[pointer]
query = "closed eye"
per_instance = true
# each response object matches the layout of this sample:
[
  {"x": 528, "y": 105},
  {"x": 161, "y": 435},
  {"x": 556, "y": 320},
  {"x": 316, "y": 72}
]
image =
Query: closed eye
◆ ◆ ◆ ◆ ◆ ◆ ◆
▶ [EXERCISE BRIEF]
Please restate every record shown above, word for word.

▶ [YOUR RESPONSE]
[pointer]
query = "closed eye"
per_instance = true
# each response object matches the layout of this sample:
[
  {"x": 528, "y": 105},
  {"x": 161, "y": 435},
  {"x": 556, "y": 320},
  {"x": 316, "y": 72}
]
image =
Query: closed eye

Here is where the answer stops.